<<<<

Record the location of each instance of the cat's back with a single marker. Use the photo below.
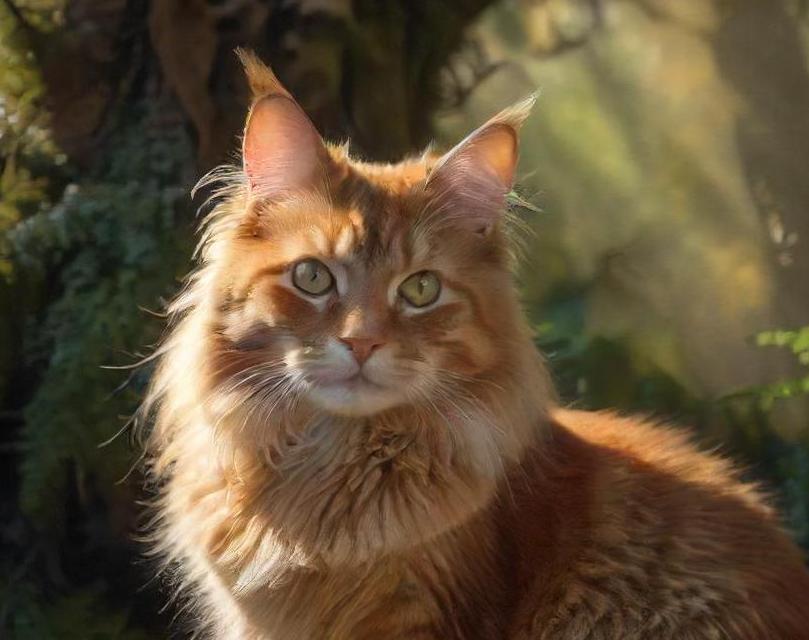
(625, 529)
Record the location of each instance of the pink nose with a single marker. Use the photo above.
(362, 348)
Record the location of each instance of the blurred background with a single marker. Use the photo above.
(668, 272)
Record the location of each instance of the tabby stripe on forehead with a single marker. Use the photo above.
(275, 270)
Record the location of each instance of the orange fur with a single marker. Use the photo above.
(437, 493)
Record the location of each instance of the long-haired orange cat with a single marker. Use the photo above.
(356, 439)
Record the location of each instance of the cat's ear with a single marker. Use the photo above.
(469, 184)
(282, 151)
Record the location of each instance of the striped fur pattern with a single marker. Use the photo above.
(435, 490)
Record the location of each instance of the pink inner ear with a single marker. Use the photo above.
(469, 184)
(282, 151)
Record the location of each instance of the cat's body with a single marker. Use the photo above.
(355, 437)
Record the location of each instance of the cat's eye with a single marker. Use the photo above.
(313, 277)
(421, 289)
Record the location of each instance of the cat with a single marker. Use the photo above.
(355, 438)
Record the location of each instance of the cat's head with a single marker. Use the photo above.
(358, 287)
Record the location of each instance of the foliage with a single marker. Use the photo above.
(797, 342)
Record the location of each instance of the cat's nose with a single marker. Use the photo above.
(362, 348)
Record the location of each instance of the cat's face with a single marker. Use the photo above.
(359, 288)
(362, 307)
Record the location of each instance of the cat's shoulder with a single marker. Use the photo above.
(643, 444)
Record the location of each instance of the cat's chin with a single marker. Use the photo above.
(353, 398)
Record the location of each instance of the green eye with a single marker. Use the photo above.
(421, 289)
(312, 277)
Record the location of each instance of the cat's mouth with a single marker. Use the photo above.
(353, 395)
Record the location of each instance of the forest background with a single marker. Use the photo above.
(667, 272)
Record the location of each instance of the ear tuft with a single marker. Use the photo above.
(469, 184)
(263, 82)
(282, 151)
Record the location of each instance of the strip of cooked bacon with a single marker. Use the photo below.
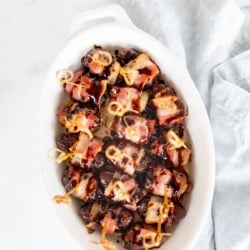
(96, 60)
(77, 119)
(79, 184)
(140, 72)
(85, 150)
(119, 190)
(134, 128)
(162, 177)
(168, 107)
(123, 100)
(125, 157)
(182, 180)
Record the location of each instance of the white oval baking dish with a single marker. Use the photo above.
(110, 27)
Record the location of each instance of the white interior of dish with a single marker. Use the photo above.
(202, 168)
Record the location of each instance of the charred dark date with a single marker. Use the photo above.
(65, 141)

>>>>

Replicate the material above verbatim; images stay out of the copy.

OUTPUT OF THE EXERCISE:
Record the location of each instance of the cat's back with a single marker. Use the photo below.
(625, 529)
Record the location of each instance of the pink nose with a single marker. Use the photo above.
(362, 348)
Record the location of each instance of the blurred background with a single marker. Use the photo above.
(668, 272)
Record the location of each instance of the tabby stripe on forehead with a single marker. Use the photo above.
(275, 270)
Record the location of each instance of the orange fur with a single marker. Use the photo above.
(437, 493)
Record the location of each instance of the long-haired orange cat with a single marker. Use the photo above.
(356, 439)
Record the location of each instance of the cat's ear with a single marker. Use the photo above.
(469, 184)
(282, 151)
Record the location of each instance of the striped fur pattern with a single marker. Use the photo above.
(435, 490)
Record the location of each instance of the pink inner ear with a single marker. Use the photo above.
(469, 184)
(282, 151)
Record the location of each instance of the cat's body with a single marker. Use the photo above.
(355, 437)
Record the location of each instance of the cat's eye with a single marker. Use the photo above.
(313, 277)
(421, 289)
Record the location of each instance of the cat with a single marker. Use the photo above.
(355, 438)
Record the location of each instance of the cat's head with a single marker. Use the photo above.
(358, 287)
Record the location of each instance of the foliage with a single marker. Use the photo above.
(797, 342)
Record the location of each instance of the cat's nose with a single marker. Use the photo above.
(362, 348)
Record the location of each instance of the cat's face with a single marker. Use the photo above.
(359, 288)
(362, 307)
Record the location of each instance of the cat's shoulder with a single marker. Use the photo above.
(643, 444)
Record the location of each instance of the cat's chin with a single marker. Use the photo above.
(353, 398)
Record the location of each instance of the green eye with a single marker. Use the photo above.
(421, 289)
(312, 277)
Record the location of each instance of the cat's mouth with a single marker. Use the photo above.
(353, 395)
Record the location of each instance of the forest background with a single marker. Use the photo above.
(667, 272)
Record the location of each instance of the ear tuft with a single marker. Use the photo above.
(469, 184)
(263, 82)
(282, 151)
Record the location of each instance of the strip of cooked bacon with a single marker. Use the photo below.
(96, 60)
(77, 119)
(79, 184)
(140, 72)
(85, 150)
(119, 190)
(134, 128)
(162, 177)
(168, 107)
(123, 100)
(125, 157)
(182, 180)
Record the location of each instance of the white oval baking dish with a single marker. Use the photo above.
(110, 27)
Record the location of each instance of the white interior of dish with a single marker. Use the photo above.
(202, 168)
Record the location of each instance of the charred dark date with a single marker. Use the photo above.
(65, 141)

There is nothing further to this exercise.